**The task:**
Reproduce the data verbatim, from the line containing "Every instance of the drum kit" through the last line of the data, including both of those lines.

**Provided data:**
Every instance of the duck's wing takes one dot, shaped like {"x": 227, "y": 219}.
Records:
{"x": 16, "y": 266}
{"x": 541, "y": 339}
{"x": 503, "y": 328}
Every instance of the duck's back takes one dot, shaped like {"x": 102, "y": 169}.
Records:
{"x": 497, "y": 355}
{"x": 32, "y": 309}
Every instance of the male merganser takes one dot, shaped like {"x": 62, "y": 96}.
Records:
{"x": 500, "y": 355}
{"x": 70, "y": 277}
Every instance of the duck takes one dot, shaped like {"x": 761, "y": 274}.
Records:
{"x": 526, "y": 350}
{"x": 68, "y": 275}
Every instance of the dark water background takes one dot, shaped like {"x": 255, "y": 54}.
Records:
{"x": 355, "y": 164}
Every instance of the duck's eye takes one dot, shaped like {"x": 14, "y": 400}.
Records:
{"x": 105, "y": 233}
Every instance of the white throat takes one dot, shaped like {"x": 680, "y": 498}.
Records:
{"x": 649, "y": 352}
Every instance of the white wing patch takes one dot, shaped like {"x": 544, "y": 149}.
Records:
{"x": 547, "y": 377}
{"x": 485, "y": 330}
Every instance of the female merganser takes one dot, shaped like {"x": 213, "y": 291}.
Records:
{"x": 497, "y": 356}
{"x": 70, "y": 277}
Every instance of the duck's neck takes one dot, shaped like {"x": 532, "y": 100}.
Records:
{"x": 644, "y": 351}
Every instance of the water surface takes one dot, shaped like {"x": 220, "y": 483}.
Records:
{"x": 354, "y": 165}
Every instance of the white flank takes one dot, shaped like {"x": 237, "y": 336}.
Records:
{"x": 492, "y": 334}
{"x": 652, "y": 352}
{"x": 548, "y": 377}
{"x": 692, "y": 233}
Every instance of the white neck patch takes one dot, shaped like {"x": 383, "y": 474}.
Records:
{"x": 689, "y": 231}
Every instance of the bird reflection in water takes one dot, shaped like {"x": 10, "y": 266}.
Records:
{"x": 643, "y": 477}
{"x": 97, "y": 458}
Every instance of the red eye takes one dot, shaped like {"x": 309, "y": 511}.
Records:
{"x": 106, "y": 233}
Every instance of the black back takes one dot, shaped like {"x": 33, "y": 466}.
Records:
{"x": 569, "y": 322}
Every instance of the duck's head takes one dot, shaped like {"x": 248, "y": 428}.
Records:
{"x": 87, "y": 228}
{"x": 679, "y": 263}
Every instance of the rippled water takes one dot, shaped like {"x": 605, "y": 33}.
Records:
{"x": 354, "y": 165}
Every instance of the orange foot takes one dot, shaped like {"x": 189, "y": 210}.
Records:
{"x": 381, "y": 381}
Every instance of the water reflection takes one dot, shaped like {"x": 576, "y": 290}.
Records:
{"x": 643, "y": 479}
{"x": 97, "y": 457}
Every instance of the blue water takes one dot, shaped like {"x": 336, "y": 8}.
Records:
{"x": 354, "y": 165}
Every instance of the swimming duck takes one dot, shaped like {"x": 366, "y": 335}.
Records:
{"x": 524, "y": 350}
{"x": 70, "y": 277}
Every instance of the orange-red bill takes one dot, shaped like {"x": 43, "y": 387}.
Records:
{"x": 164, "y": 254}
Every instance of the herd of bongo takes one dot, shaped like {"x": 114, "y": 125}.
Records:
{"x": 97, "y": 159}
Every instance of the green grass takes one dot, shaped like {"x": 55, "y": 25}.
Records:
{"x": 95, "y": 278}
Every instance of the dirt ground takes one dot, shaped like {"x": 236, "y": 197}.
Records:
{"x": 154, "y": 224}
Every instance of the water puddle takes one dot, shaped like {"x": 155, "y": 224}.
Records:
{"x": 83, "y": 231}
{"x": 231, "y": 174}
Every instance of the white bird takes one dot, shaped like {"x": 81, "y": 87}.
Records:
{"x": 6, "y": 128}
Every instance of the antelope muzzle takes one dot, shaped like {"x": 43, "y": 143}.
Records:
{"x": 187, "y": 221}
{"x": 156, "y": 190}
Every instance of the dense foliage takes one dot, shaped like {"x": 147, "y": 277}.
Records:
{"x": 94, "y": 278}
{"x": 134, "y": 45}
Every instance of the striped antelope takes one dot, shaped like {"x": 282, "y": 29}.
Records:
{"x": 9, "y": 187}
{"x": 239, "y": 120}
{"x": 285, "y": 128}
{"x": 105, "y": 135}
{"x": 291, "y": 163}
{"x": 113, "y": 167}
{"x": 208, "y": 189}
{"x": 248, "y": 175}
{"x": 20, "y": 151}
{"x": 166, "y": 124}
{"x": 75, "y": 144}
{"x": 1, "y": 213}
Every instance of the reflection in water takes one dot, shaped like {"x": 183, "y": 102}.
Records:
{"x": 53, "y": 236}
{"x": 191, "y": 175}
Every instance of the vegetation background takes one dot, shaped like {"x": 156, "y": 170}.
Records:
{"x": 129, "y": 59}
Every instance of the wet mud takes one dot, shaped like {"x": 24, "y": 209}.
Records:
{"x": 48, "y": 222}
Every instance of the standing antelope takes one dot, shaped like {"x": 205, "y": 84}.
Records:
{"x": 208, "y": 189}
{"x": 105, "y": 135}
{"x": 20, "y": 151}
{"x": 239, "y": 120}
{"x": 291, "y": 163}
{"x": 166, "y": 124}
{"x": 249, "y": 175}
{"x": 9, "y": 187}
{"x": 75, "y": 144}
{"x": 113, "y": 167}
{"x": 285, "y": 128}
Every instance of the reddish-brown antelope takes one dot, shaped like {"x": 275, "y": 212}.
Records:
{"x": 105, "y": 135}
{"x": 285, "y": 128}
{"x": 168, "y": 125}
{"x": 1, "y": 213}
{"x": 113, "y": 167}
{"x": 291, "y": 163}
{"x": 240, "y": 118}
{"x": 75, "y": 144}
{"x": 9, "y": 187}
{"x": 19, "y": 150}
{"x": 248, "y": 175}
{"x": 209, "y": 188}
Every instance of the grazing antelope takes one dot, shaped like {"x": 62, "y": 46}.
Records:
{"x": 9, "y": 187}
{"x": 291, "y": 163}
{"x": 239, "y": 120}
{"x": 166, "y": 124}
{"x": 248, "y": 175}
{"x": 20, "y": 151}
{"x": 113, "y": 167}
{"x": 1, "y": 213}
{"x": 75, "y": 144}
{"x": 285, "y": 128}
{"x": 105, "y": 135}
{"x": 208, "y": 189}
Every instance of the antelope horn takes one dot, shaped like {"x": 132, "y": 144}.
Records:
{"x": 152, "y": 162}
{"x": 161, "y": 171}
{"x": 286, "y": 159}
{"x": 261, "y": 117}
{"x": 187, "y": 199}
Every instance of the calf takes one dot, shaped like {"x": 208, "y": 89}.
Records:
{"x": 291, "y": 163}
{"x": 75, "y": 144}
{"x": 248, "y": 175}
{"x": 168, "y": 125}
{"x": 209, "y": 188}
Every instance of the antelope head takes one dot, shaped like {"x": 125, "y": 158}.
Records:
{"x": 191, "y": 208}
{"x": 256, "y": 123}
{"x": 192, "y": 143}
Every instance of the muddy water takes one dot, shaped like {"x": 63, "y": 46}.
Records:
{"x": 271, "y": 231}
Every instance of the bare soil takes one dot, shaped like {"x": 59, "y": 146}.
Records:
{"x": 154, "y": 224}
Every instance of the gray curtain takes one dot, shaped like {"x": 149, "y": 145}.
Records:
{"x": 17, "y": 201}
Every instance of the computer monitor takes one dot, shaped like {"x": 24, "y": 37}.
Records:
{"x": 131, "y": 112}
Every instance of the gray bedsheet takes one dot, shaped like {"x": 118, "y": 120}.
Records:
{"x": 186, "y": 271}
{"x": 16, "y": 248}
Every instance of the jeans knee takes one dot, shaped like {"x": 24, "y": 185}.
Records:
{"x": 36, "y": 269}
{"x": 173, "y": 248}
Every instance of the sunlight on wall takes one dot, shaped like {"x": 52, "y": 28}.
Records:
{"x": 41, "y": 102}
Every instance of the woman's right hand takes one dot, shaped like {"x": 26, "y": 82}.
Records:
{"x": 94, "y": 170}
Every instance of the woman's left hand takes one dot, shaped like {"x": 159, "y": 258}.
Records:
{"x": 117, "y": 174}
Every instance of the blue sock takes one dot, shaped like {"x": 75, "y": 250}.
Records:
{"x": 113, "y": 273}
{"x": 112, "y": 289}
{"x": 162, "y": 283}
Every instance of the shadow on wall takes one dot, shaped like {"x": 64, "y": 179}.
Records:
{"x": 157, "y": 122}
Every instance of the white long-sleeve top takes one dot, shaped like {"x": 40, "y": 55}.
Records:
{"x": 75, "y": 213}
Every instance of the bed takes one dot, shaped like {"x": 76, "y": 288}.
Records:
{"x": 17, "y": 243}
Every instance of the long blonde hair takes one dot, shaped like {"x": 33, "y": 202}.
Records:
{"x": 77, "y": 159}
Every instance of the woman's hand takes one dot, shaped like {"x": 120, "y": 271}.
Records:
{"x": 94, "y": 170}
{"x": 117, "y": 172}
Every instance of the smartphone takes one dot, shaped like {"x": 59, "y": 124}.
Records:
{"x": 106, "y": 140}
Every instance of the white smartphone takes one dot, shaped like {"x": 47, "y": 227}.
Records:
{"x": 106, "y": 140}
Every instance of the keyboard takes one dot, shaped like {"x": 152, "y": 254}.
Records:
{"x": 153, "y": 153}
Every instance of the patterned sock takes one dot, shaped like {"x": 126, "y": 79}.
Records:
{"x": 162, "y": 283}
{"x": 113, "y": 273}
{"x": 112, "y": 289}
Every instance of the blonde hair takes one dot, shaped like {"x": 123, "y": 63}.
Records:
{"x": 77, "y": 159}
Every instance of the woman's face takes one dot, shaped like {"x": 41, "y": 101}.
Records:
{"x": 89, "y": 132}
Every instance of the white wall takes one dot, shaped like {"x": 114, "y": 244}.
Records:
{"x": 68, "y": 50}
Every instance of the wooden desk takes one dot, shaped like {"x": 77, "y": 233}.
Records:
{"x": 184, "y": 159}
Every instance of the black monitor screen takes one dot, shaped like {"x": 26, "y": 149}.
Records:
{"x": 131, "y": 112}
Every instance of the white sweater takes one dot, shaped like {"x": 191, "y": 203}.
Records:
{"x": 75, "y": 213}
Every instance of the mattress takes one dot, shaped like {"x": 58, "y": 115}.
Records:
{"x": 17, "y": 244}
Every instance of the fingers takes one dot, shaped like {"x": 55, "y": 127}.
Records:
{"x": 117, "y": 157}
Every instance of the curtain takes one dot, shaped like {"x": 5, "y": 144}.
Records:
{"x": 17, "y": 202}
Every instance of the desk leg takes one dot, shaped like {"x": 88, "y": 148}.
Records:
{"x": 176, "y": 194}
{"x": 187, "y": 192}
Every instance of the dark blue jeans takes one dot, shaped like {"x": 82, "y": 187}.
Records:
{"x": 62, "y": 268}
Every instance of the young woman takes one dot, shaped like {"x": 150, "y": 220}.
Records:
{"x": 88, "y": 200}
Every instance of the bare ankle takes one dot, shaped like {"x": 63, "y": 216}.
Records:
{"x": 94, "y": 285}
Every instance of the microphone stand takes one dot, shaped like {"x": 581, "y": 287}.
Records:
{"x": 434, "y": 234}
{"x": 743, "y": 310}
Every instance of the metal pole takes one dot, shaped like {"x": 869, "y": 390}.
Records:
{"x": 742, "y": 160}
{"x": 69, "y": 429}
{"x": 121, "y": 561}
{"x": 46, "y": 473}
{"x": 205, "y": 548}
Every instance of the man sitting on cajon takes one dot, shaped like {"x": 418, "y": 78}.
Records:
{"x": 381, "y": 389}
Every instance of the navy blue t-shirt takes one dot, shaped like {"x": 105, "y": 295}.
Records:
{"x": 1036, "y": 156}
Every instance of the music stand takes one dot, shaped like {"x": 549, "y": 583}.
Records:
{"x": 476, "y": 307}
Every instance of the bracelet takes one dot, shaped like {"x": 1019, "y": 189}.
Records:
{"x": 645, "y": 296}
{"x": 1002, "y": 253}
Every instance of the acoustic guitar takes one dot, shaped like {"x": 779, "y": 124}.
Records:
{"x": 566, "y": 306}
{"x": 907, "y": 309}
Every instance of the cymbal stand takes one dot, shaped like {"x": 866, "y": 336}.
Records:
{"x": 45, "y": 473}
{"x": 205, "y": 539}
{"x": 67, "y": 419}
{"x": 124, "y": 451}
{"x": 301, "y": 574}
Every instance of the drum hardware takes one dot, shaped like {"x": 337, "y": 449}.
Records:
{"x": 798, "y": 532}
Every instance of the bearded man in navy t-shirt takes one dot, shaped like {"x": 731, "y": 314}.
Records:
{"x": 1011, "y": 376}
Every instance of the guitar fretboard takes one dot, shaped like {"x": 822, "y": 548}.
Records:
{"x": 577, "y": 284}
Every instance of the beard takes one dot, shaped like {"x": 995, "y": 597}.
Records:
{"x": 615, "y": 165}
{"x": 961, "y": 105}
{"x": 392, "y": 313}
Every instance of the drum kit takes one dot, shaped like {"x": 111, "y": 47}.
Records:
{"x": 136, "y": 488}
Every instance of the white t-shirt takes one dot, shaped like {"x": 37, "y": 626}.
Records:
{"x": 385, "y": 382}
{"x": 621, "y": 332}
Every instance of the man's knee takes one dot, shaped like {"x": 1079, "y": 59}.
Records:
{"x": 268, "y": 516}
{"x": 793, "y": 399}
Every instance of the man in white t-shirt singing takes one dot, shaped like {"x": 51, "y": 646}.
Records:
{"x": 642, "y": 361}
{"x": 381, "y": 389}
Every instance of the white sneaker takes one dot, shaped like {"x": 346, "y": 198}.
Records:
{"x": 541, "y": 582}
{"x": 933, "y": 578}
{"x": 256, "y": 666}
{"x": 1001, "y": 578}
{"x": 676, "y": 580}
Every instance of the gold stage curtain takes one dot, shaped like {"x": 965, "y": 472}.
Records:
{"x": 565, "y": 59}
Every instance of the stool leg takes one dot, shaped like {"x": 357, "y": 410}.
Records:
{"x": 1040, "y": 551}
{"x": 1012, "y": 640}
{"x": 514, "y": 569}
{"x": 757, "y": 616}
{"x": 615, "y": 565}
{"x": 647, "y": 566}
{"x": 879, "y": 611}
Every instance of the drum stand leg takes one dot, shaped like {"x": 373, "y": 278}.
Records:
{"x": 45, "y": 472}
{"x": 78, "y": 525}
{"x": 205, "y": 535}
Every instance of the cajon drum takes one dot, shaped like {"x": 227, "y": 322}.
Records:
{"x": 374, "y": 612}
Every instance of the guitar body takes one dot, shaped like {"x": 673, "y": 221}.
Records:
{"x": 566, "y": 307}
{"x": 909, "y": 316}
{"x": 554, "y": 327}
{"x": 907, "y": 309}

**Correct output:**
Every instance of the drum kit takes one dot, shaped like {"x": 111, "y": 47}.
Records:
{"x": 136, "y": 488}
Every instance of the white t-shirt takes one dot, shaped like {"x": 37, "y": 626}.
Records:
{"x": 385, "y": 382}
{"x": 621, "y": 332}
Every instance of the man's knee takes one dot, shaped like {"x": 1079, "y": 59}.
Records:
{"x": 268, "y": 516}
{"x": 793, "y": 399}
Every instance of the man in white t-shirt singing takes one dot, shaped like {"x": 51, "y": 646}.
Records:
{"x": 642, "y": 361}
{"x": 381, "y": 389}
Every instance of the white sneaker takes one dot, shaped like {"x": 346, "y": 198}.
Records:
{"x": 541, "y": 582}
{"x": 933, "y": 578}
{"x": 256, "y": 666}
{"x": 1001, "y": 578}
{"x": 676, "y": 580}
Every instance of the gold stage curtain takes one dot, shaped like {"x": 965, "y": 472}.
Records:
{"x": 565, "y": 59}
Every instance of the stool leg takes one dot, shaped like {"x": 357, "y": 410}.
Records:
{"x": 1040, "y": 551}
{"x": 1012, "y": 640}
{"x": 514, "y": 569}
{"x": 757, "y": 616}
{"x": 615, "y": 565}
{"x": 647, "y": 566}
{"x": 879, "y": 611}
Every instance of the drum stand leg takes one dot, shaped like {"x": 373, "y": 278}.
Records:
{"x": 45, "y": 472}
{"x": 78, "y": 525}
{"x": 205, "y": 535}
Every instance of the cajon drum takes one dot, shaped like {"x": 227, "y": 322}.
Records:
{"x": 374, "y": 612}
Every instance of the guitar body takes one dot, shaped like {"x": 673, "y": 221}.
Records:
{"x": 566, "y": 307}
{"x": 909, "y": 316}
{"x": 554, "y": 327}
{"x": 907, "y": 309}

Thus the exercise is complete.